:: Dataset ::
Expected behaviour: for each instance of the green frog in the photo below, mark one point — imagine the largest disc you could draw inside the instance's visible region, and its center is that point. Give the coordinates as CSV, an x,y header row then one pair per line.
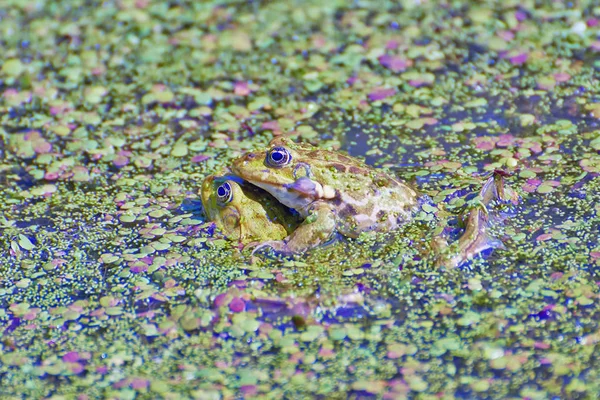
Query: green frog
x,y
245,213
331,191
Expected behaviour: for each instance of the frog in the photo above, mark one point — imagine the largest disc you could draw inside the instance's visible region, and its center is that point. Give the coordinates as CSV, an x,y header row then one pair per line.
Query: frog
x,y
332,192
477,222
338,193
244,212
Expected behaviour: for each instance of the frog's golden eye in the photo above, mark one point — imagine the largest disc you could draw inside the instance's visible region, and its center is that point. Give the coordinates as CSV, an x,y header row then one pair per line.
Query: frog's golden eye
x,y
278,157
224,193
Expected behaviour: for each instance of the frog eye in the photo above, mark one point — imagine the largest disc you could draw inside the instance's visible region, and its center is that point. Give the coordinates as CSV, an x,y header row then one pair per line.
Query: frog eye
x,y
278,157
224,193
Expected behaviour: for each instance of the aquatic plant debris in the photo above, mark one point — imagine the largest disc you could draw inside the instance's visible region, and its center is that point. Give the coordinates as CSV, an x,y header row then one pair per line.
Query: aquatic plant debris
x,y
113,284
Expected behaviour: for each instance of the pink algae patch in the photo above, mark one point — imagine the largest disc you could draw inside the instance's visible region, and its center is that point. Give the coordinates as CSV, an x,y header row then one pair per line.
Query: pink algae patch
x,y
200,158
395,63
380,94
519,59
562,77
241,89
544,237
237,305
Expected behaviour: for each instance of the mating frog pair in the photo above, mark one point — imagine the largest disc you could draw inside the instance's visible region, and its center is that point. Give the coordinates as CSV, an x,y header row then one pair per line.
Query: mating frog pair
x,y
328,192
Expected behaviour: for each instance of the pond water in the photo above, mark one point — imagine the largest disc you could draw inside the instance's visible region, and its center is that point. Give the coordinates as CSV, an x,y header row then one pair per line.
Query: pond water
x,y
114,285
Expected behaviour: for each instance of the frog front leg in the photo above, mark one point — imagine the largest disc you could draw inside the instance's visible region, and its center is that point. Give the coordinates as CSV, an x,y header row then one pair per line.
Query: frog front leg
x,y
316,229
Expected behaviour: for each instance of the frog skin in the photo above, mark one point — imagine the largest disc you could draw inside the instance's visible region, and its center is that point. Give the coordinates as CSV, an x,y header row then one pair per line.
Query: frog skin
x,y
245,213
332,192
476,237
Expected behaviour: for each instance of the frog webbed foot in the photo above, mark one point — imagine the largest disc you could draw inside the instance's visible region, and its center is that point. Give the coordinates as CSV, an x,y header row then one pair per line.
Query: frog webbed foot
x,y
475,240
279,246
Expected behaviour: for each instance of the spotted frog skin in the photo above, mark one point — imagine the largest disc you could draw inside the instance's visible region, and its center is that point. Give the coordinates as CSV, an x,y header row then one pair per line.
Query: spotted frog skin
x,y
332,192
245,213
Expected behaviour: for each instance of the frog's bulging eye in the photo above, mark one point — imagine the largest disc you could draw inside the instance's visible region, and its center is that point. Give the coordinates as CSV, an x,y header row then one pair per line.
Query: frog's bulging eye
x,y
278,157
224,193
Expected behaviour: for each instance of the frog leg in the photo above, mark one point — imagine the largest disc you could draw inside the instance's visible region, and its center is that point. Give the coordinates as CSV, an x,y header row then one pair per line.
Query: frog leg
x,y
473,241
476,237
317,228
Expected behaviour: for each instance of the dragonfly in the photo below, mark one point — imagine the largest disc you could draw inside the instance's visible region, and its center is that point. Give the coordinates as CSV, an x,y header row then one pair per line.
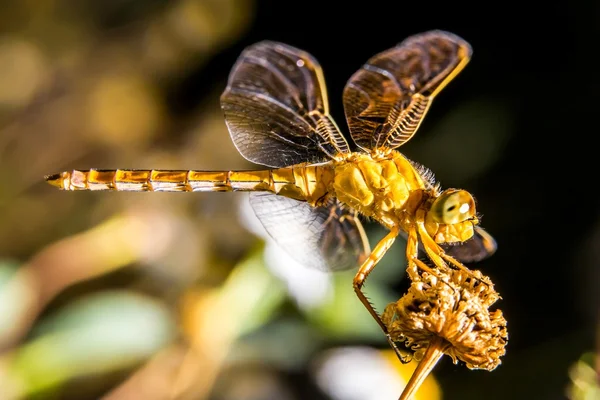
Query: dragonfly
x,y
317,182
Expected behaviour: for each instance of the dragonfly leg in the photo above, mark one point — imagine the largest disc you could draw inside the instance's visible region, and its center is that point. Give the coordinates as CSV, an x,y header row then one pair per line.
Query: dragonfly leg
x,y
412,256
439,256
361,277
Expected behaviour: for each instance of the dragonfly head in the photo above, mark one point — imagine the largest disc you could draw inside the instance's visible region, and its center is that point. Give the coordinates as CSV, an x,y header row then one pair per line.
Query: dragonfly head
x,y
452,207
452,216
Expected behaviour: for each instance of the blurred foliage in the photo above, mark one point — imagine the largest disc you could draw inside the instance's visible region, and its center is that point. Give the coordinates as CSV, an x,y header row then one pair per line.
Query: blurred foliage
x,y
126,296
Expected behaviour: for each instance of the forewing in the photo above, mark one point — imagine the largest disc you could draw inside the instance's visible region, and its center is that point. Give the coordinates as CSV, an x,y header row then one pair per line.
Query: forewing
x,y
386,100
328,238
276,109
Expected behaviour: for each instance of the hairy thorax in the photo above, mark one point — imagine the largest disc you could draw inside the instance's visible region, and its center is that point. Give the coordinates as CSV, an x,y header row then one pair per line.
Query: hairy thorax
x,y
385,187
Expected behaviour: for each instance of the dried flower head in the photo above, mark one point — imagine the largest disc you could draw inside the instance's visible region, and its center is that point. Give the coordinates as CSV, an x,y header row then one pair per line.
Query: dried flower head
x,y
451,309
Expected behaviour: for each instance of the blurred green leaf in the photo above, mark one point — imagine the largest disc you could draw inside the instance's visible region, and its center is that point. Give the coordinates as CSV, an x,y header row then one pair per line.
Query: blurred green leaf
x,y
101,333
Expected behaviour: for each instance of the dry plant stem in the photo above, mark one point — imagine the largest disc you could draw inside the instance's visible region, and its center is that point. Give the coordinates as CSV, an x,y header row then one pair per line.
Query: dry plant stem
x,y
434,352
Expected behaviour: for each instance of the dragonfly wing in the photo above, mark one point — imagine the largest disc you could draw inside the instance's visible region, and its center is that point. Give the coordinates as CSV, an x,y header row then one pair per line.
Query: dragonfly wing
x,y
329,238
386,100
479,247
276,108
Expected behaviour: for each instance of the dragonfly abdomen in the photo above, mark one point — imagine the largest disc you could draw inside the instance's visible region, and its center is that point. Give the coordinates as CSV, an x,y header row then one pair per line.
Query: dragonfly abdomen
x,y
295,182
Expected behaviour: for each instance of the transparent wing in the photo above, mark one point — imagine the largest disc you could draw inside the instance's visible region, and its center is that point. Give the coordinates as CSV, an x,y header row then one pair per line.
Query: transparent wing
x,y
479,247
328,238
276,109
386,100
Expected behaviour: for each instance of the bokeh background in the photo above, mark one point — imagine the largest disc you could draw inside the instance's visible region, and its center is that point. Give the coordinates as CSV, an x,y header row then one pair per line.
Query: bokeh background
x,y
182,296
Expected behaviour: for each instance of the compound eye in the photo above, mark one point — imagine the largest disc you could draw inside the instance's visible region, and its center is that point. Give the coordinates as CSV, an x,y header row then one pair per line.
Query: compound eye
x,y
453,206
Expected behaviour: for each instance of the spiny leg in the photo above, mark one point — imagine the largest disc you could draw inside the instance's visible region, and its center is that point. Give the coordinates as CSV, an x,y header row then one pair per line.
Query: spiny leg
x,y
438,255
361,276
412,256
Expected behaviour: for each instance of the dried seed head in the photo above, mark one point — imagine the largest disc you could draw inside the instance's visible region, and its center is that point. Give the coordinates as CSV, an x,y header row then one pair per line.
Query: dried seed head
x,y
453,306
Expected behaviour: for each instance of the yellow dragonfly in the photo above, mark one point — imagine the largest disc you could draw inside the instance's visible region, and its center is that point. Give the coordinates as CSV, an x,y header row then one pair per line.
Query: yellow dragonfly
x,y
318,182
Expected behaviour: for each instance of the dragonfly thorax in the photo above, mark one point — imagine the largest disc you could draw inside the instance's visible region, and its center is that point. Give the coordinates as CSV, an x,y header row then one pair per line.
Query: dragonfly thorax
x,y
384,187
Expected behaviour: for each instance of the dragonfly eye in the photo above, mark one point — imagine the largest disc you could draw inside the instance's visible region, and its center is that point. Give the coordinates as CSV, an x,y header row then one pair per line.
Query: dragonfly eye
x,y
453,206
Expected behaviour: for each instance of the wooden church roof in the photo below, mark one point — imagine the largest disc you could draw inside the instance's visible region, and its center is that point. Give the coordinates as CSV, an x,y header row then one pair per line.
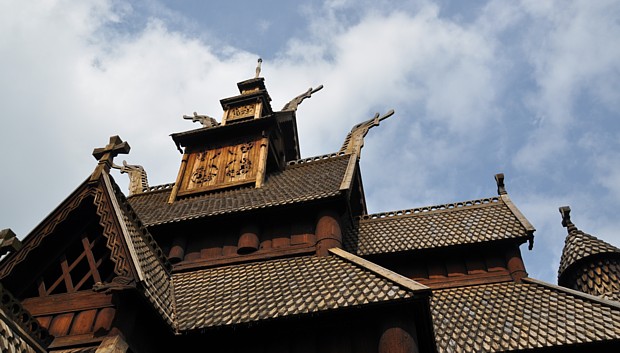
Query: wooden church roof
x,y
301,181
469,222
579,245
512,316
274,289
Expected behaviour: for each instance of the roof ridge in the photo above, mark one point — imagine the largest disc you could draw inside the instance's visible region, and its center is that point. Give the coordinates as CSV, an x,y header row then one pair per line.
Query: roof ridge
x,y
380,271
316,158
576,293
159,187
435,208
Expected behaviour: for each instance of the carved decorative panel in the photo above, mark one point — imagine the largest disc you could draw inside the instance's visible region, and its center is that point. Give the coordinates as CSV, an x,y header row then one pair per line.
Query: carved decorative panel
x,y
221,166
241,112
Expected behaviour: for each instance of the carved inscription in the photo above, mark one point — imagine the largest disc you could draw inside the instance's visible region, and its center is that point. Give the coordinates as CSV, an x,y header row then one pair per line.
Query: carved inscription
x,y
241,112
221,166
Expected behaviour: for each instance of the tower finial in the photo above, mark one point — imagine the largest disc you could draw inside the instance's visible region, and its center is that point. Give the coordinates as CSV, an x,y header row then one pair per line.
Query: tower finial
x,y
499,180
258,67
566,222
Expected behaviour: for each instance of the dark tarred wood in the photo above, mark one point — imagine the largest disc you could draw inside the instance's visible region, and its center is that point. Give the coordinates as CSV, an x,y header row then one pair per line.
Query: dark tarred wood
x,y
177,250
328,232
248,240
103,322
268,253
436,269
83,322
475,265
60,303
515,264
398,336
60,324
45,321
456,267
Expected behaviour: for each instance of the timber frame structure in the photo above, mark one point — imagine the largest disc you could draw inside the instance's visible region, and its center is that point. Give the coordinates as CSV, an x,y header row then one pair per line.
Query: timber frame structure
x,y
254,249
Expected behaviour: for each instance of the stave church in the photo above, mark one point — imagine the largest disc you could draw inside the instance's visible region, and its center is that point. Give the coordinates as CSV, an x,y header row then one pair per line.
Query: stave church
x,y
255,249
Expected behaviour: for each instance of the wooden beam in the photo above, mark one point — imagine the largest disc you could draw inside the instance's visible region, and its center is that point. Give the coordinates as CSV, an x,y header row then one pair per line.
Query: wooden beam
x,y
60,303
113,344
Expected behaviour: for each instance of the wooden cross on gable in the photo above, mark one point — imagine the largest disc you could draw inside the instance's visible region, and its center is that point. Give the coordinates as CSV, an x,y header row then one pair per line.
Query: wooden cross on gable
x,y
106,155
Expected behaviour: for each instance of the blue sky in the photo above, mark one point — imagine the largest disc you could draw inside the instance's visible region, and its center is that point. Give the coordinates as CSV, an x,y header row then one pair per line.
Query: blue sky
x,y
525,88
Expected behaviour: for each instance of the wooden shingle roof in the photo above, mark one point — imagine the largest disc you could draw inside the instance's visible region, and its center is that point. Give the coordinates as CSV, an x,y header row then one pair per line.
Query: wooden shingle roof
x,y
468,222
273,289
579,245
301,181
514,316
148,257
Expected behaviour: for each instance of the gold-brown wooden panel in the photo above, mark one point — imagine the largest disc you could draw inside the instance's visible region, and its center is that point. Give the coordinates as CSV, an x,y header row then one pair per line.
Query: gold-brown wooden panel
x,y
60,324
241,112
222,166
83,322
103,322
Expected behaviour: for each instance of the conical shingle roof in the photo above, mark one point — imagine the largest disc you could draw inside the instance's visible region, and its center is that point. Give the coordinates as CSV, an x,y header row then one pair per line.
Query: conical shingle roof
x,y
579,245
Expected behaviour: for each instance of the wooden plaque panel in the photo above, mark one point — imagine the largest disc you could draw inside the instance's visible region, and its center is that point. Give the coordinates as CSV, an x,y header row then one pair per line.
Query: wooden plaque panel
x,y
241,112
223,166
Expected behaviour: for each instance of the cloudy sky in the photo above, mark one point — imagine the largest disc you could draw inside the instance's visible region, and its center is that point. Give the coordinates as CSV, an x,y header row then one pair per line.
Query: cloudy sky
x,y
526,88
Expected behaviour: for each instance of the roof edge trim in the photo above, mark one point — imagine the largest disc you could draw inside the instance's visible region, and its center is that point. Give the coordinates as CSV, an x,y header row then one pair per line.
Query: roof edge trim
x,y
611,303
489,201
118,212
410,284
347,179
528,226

:: Task item ::
Wherever the word "below" occurs in the data, copy that whole line.

:: Exercise response ::
Expected behaviour: for each instance of the green frog in the photo below, mark one point — imagine the largest disc you could draw inside the instance's visible region, and its center is that point. Give the coordinates as CSV, an x,y header row then one pair per line.
Expected behaviour: for each instance of the dragonfly in the photo below, mark one point — imagine the largest disc you could draw inside the instance's visible region, and its center is that point. Give the coordinates as CSV, an x,y header row then one pair per line.
Expected behaviour: for each instance of the wooden church roof in the photo below, mark one point — imagine the largest disc you could draw inside the instance's visible region, and its center is that point. Give the coordinates as CSV, an x,y header row then one pair per line.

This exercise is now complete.